(EXTRACTED RECORDS begins)
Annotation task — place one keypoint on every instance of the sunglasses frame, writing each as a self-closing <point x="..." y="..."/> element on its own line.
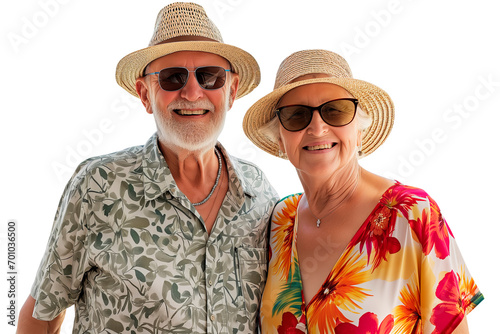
<point x="318" y="108"/>
<point x="187" y="79"/>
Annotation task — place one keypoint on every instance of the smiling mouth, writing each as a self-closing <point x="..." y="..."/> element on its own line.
<point x="183" y="112"/>
<point x="320" y="147"/>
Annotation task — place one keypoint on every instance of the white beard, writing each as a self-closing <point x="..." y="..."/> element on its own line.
<point x="191" y="136"/>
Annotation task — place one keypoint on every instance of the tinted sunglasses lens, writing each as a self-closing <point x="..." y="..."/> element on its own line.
<point x="173" y="78"/>
<point x="295" y="118"/>
<point x="211" y="77"/>
<point x="339" y="112"/>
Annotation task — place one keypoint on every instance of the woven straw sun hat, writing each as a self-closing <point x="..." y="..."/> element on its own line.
<point x="184" y="21"/>
<point x="372" y="99"/>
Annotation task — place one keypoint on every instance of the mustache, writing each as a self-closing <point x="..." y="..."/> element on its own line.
<point x="183" y="104"/>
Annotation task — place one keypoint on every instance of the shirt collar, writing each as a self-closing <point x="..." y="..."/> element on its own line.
<point x="158" y="179"/>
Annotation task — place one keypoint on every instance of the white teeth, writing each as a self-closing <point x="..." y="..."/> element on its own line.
<point x="319" y="147"/>
<point x="190" y="112"/>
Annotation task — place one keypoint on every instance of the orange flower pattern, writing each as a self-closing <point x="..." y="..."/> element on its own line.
<point x="402" y="268"/>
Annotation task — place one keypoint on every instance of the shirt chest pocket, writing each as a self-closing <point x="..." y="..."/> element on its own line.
<point x="251" y="272"/>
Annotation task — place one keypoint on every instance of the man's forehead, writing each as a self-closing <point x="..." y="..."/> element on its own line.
<point x="191" y="58"/>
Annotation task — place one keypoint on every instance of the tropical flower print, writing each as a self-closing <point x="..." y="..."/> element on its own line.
<point x="408" y="317"/>
<point x="456" y="294"/>
<point x="401" y="273"/>
<point x="290" y="324"/>
<point x="432" y="231"/>
<point x="368" y="324"/>
<point x="341" y="291"/>
<point x="377" y="236"/>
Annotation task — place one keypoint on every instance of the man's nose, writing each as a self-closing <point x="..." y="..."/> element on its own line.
<point x="192" y="91"/>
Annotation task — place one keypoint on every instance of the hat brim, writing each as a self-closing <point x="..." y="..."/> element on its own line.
<point x="372" y="99"/>
<point x="132" y="66"/>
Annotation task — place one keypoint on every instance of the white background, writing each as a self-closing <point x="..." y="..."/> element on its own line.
<point x="437" y="59"/>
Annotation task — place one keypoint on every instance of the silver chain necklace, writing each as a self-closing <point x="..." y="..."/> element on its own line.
<point x="318" y="220"/>
<point x="216" y="180"/>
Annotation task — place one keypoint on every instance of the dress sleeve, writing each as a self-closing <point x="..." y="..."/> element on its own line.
<point x="59" y="278"/>
<point x="448" y="292"/>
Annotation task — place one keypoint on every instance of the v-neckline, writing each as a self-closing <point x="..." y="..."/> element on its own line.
<point x="342" y="255"/>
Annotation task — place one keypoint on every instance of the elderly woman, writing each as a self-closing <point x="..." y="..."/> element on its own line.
<point x="355" y="252"/>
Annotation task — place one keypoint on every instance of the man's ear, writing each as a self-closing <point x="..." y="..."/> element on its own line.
<point x="141" y="88"/>
<point x="235" y="81"/>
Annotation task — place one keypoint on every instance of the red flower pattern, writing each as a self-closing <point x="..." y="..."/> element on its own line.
<point x="432" y="231"/>
<point x="290" y="324"/>
<point x="368" y="324"/>
<point x="447" y="315"/>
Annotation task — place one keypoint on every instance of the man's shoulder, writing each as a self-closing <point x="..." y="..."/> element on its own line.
<point x="123" y="162"/>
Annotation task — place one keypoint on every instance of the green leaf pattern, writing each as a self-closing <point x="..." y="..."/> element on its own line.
<point x="131" y="253"/>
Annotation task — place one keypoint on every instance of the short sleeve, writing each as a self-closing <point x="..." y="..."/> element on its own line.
<point x="448" y="292"/>
<point x="61" y="271"/>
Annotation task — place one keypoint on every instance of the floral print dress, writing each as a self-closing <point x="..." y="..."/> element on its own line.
<point x="401" y="273"/>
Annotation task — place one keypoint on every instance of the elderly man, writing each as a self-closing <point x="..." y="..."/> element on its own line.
<point x="171" y="236"/>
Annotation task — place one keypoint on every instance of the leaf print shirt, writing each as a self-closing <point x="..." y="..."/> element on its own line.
<point x="402" y="272"/>
<point x="132" y="254"/>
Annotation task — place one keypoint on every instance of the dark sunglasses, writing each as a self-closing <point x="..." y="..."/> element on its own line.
<point x="175" y="78"/>
<point x="338" y="112"/>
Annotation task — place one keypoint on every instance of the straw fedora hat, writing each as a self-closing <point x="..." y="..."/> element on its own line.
<point x="184" y="26"/>
<point x="372" y="99"/>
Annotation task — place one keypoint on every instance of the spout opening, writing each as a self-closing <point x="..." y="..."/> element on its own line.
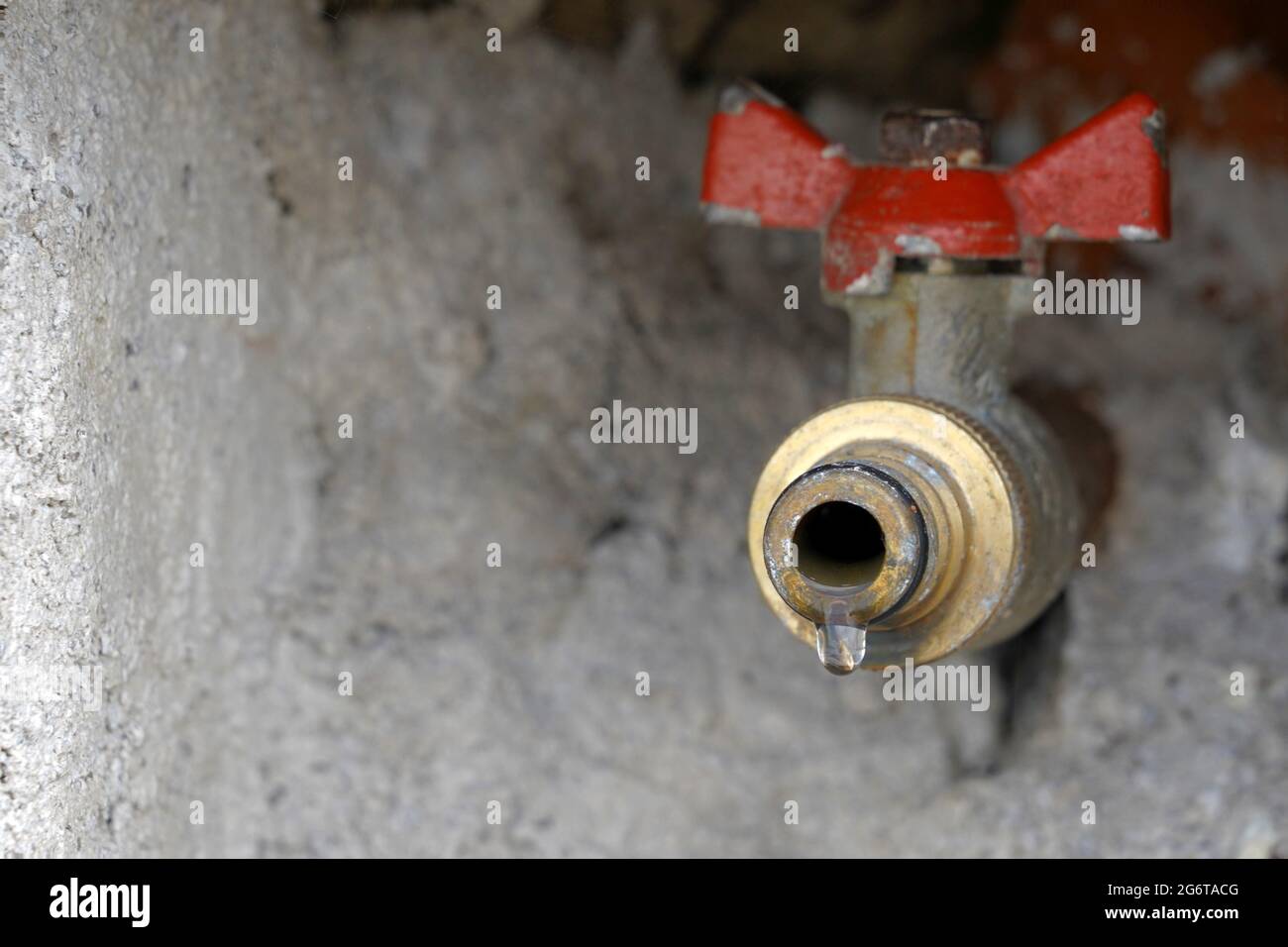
<point x="840" y="544"/>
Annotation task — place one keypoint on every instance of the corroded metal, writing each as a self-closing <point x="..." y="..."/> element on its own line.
<point x="934" y="510"/>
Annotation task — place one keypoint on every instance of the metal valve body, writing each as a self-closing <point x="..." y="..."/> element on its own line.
<point x="934" y="510"/>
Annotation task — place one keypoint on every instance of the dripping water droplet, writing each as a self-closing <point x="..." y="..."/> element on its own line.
<point x="840" y="641"/>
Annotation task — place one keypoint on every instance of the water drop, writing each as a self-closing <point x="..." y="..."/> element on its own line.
<point x="840" y="641"/>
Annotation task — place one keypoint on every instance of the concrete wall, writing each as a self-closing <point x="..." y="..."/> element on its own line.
<point x="129" y="436"/>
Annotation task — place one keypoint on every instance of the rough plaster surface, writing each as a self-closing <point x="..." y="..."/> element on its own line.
<point x="125" y="437"/>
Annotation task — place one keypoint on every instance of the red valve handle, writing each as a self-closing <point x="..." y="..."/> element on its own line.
<point x="765" y="166"/>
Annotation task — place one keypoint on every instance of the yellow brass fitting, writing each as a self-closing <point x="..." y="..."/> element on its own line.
<point x="935" y="514"/>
(EXTRACTED RECORDS ends)
• [TASK] Please give the records above again exactly as they stand, with no pictures.

• [EXPECTED ANSWER]
Annotation task — place one keypoint on every instance of the sunglasses frame, writing each as a self-closing <point x="..." y="..."/> element on its own line.
<point x="318" y="108"/>
<point x="187" y="79"/>
Annotation task — place one keypoint on every instance of the smiling mouth, writing each as a self-closing <point x="..." y="..."/> element on its own line.
<point x="183" y="112"/>
<point x="320" y="147"/>
Annotation task — place one keypoint on every instance of the white beard, writing each as a self-closing <point x="..." y="..."/> element on its own line.
<point x="191" y="136"/>
Annotation task — place one keypoint on every instance of the tinted sunglasses lens, writing each as a self-closing <point x="..." y="..."/> element on its own line.
<point x="173" y="78"/>
<point x="295" y="118"/>
<point x="211" y="77"/>
<point x="339" y="112"/>
Annotation task — place one keypoint on every instance of the woven straw sun hat, writing each as a self-closing <point x="..." y="..."/> element on its own line.
<point x="184" y="21"/>
<point x="372" y="99"/>
Annotation task — place one keypoint on every instance of the mustache, writing each as a self-closing <point x="..." y="..."/> element on its own line.
<point x="183" y="104"/>
Annotation task — place one keypoint on every instance of the shirt collar, writing each as a self-closing <point x="..." y="..."/> element on its own line.
<point x="158" y="179"/>
Annotation task — place one keypoint on every instance of the white teeth, writing each as a self-closing <point x="..." y="..."/> element on its own line.
<point x="319" y="147"/>
<point x="190" y="112"/>
Annotation task — place one keypoint on every instance of the orange flower pattern, writing each as a self-closing <point x="..." y="..."/> element on its own line.
<point x="402" y="268"/>
Annotation task — place one keypoint on every instance of the shirt chest pocket, writing each as a self-closing <point x="..." y="..."/> element on its own line.
<point x="251" y="272"/>
Annotation task — place one keypoint on every instance of the man's forehead, writing each as a self-closing <point x="..." y="..."/> element on its own line.
<point x="191" y="58"/>
Annotation task — place one keypoint on every instance of the tropical flower print, writing each as a self-closing <point x="..." y="..."/> element on its own line.
<point x="408" y="317"/>
<point x="456" y="294"/>
<point x="401" y="273"/>
<point x="290" y="324"/>
<point x="432" y="231"/>
<point x="368" y="324"/>
<point x="341" y="291"/>
<point x="377" y="236"/>
Annotation task — place one keypoint on every instance of the man's nose, writing each as a self-closing <point x="..." y="..."/> element on its own line.
<point x="192" y="91"/>
Annotation task — place one keypoint on every instance of the hat brim, writing each as a self-closing <point x="..." y="..."/> element on its own line.
<point x="372" y="99"/>
<point x="132" y="66"/>
Annotation task — place one keypoint on every instance of the white background, writing each as a self-closing <point x="..." y="..."/> element on its own line.
<point x="437" y="59"/>
Annotation task — place one keypoint on every instance of the silver chain necklace, writing each as a self-closing <point x="..." y="..."/> element on its own line.
<point x="318" y="220"/>
<point x="216" y="180"/>
Annotation task — place one keypoint on every instance of the dress sleeve, writing each as a self-closing <point x="..." y="..."/> element on its own line.
<point x="59" y="278"/>
<point x="448" y="292"/>
Annotation task — place one keypoint on every instance of the v-neckline, writing each as a self-closing <point x="..." y="..."/> element on its own line.
<point x="342" y="255"/>
Annotation task — place one keypoint on every instance of the elderly woman, writing each as a self-closing <point x="..." y="..."/> element on its own line.
<point x="355" y="252"/>
Annotation task — place one keypoint on every instance of the man's ear, writing each as a self-closing <point x="..." y="..."/> element on its own line.
<point x="141" y="88"/>
<point x="235" y="81"/>
Annotation task — place one keypoint on every instance of the red flower pattern, writing each as a self-closing <point x="..." y="..."/> element on its own line.
<point x="432" y="231"/>
<point x="290" y="324"/>
<point x="368" y="324"/>
<point x="447" y="315"/>
Annotation task — place one keypoint on every instance of the man's shoulder, writing each as a self-closing <point x="..." y="..."/> element on its own line.
<point x="123" y="162"/>
Annotation task — place one keypoint on every instance of the green leaf pattern, writing each as a self-closing <point x="..." y="..."/> element on its own line.
<point x="131" y="253"/>
Annotation task — place one keypoint on every instance of the short sleeve, writing each as a self-closing <point x="..." y="..."/> element on its own line.
<point x="448" y="292"/>
<point x="61" y="271"/>
Annotation task — place one keypoint on every instance of the floral print dress, writing each as a self-closing <point x="..." y="..."/> element on its own line.
<point x="401" y="273"/>
Annotation task — place one keypoint on every instance of the elderly man, writing each as a self-closing <point x="..." y="..."/> element on its own line.
<point x="171" y="236"/>
Annotation task — place one keypoint on every instance of the leaf print shirt, writing each as a self-closing <point x="..." y="..."/> element on its own line.
<point x="402" y="272"/>
<point x="132" y="254"/>
Annotation task — place one keypoint on every instance of the dark sunglasses, writing each as a self-closing <point x="..." y="..."/> element on its own line.
<point x="175" y="78"/>
<point x="338" y="112"/>
Annotation task — place one keypoint on every instance of the straw fedora hat, writing each as a self-closing <point x="..." y="..."/> element on its own line.
<point x="184" y="26"/>
<point x="372" y="99"/>
Annotation task — place one keypoint on every instance of the spout opening, writing each as a self-closing <point x="..." y="..."/> element on its own line.
<point x="840" y="544"/>
Annotation task — place one keypoint on every instance of the corroded metal, writing each as a self-closing <point x="..." y="..."/> element on its own line.
<point x="934" y="510"/>
Annotation task — place one keypoint on every instance of the metal valve body, writing each as a self-closing <point x="..." y="..."/> element on its own line.
<point x="934" y="510"/>
Annotation task — place one keypoint on every instance of the dripping water droplet, writing each as a self-closing <point x="..." y="..."/> element on its own line.
<point x="840" y="641"/>
Annotation task — place one keypoint on every instance of the water drop, writing each as a self-closing <point x="..." y="..."/> element on its own line.
<point x="840" y="641"/>
Annotation task — place one keypoint on every instance of the concrete wall, writing each as a self-closing <point x="..." y="..."/> element on its own line.
<point x="129" y="436"/>
Annotation task — place one keypoint on every instance of the rough plaster surface, writing each as a self-closing <point x="..." y="..."/> element on its own line.
<point x="125" y="437"/>
Annotation task — place one keypoint on every instance of the red valve handle, writing each as a self-closing <point x="..." y="..."/> element on its own line.
<point x="765" y="166"/>
Annotation task — place one keypoint on every instance of the yellow brass fitting, writing each as a self-closing <point x="..." y="..."/> element on its own line.
<point x="935" y="514"/>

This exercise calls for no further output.